• _TASK_:
Copy each line containing the word "provide" from the records that follow, please.

• _EXCERPTED RECORDS_:
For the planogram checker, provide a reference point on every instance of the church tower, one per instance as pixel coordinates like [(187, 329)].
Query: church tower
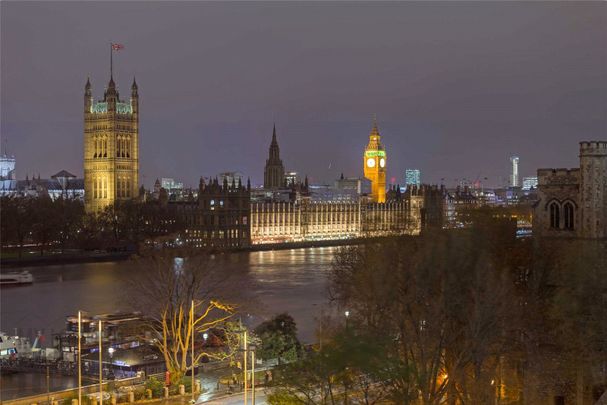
[(274, 173), (111, 147), (374, 163)]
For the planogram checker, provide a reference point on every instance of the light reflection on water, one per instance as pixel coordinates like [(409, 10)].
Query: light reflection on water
[(292, 281)]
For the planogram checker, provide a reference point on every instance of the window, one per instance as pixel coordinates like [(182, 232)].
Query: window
[(568, 211), (555, 215)]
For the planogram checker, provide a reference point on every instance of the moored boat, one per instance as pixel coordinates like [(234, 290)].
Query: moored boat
[(16, 278)]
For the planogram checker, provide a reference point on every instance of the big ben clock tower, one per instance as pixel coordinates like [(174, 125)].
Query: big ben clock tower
[(374, 162)]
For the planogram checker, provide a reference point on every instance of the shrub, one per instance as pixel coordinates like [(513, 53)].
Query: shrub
[(156, 386)]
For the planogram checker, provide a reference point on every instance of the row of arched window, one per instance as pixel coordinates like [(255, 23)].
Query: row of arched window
[(562, 215), (123, 147), (123, 187), (100, 149), (100, 187)]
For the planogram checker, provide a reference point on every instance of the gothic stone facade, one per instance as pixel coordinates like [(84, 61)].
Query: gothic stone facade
[(573, 202), (111, 147), (274, 172), (307, 221), (219, 218)]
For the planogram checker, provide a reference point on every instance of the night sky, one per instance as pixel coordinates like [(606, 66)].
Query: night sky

• _RESPONSE TO THIS EXERCISE_:
For the planogram checker, provide a reference point on every instance of the church tower, one per instance as pixel coordinates like [(187, 329)].
For the planogram checker, provide a reference point on every instance of the light reflection on water, one per instance as pixel coordinates like [(409, 10)].
For the planogram checker, provide a reference point on every instance of the window, one per instance as pixel coordinates like [(182, 232)].
For the planogram checker, provide a reference point on every instance of the moored boat, one per instance as pixel coordinates like [(234, 290)].
For the planogram checker, provide a reference point on every instance of the big ben clock tower, one per instance as pixel coordinates like [(174, 125)].
For the planogram checker, provide a reference point on every instance of the shrub, one per instance as pixel coordinates like [(513, 53)].
For the planogram checker, provide a reference point on every instance of the row of arched window, one per instance as pixel coordinates like [(255, 23)].
For the planogram checker, provide a reference point on every instance of the gothic stone facade, one per instance as pixel coordinates like [(84, 61)].
For the planogram checker, provide a reference point on every instance of the night sky, one per instance as pixel coordinates like [(606, 66)].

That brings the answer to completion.